**What you need to do**
Rewrite the entries below as a numbered list with one line per number, omitting blank lines and leaving out the pictures.

**Supplied records**
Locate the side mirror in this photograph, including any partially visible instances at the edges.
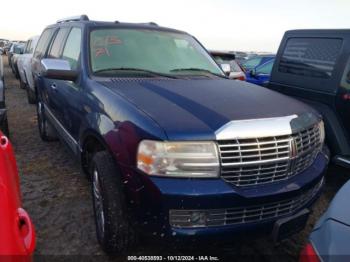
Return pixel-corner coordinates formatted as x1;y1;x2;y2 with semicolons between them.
41;58;78;81
220;64;231;76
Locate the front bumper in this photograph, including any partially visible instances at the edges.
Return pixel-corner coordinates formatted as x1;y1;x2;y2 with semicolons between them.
131;148;328;238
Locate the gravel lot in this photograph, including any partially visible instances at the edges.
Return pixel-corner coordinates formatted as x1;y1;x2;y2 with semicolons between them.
4;57;350;261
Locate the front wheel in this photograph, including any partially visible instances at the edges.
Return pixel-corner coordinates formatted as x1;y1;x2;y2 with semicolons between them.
0;118;10;137
90;151;137;254
37;102;57;142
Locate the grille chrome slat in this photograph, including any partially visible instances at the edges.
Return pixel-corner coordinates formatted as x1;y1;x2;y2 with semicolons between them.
169;180;323;228
218;123;322;186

**Final answer**
1. Locate the side mirror in this photograph, including any partially visible instances at the edges.
2. Return pixel-corner coordinates formatted as x1;y1;x2;y2 with semicolons between them.
3. 41;58;78;81
4. 220;64;231;76
5. Locate the front bumper in this photograph, including any partially visible instances at the edges.
6. Return pixel-corner coordinates formatted as x1;y1;x2;y2 with semicolons between them.
7. 131;148;328;238
8. Locate the gravel lot in this photograph, including any partially visible instances at the edges.
9. Return pixel-corner coordinates formatted as x1;y1;x2;y2 with semicolons between them.
10. 4;57;350;261
11. Locate the front wheel in this photograph, including any partially visible instances at the edges.
12. Return pixel-corner coordinates formatted as x1;y1;x2;y2 with semicolons between them.
13. 0;118;10;137
14. 90;151;137;254
15. 37;102;57;142
16. Locate the grille chrome slat in this photograph, including any partially visible instances at the edges.
17. Return pixel-corner coordinates formatted as x1;y1;x2;y2 with semicolons between them.
18. 169;180;323;228
19. 218;123;322;186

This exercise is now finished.